→ Given records
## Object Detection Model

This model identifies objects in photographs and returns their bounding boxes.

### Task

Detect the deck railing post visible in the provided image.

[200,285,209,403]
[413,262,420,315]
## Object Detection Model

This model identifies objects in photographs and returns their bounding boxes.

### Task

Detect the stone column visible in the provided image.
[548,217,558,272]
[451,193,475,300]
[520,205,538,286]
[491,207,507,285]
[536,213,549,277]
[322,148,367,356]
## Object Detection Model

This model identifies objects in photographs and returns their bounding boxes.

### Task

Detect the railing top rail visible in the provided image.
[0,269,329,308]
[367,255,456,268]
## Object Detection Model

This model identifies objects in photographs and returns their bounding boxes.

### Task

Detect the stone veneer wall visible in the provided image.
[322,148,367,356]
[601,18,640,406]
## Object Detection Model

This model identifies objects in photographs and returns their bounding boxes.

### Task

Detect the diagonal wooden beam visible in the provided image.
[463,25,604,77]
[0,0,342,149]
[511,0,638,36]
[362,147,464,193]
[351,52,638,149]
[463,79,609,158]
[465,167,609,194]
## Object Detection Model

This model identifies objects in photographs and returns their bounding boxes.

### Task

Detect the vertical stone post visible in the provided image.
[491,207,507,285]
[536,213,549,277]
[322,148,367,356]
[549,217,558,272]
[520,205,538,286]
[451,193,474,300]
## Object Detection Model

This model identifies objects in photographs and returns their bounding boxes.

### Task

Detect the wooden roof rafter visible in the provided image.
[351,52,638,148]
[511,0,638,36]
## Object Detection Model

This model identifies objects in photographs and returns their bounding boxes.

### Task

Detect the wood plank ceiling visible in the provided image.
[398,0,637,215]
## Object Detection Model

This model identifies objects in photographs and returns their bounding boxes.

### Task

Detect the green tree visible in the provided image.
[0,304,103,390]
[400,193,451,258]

→ Problem to work on
Recast the entries above as a two-column CSV with the header entry_text,answer and one row for every entry. Put each entry's text and its answer in one quoted field apiece, with line breaks replaced by spaces.

→ Response
entry_text,answer
"## Object Detection Model This model identifies objects in photographs and returns their bounding boxes. ### Task Detect the deck railing post visible in the provided image.","[200,285,209,403] [413,262,420,315]"
"## Object Detection Model This model identifies objects in photographs and returns their bounding boxes. ### Task Detect the stone column visible in the provided image.","[548,217,558,272] [451,193,475,300] [520,205,538,286] [491,207,507,285] [536,213,549,277] [322,148,367,356]"
"## Object Detection Model This model identifies objects in photographs and returns their bounding boxes. ### Task Detect the railing top rail visible in the provided image.","[0,269,329,308] [367,255,456,268]"
"## Object Detection Model This model identifies objects in photographs and returns their bounding boxes. ### Task Detect the stone veneer wall visible in the provided image.","[322,148,367,356] [601,18,640,406]"
"## Object Detection Model This model identifies objects in photographs and returns their bounding boxes. ### Task Detect the diagonal wooden beam visible in the provided image.","[463,25,604,77] [0,0,342,149] [511,0,638,36] [362,147,464,193] [351,52,638,149] [463,79,609,158] [465,167,609,194]"
"## Object Detection Model This model identifies objects in photographs and returns their bounding boxes. ### Task Detect the vertical stone post visible in the provided image.","[491,207,507,285] [536,213,549,277] [322,148,367,356] [549,217,558,272] [520,205,538,286] [451,193,474,300]"
"## Object Detection Model This model identifies objects in photographs and returns their bounding boxes. ### Task Detect the wooden roof rafter visible in the provided image.","[351,52,638,148] [511,0,638,36]"
"## Object Detection Model This model identifies objects in photographs and returns their bounding boxes. ### Task Detect the wood plank ceiling visible in the provided image.","[398,0,637,215]"
"## Object Detection Model This model identifies objects in photographs and returns their bounding boxes. ### Task Detect the green tree visible in the provided image.","[0,304,103,390] [400,193,451,258]"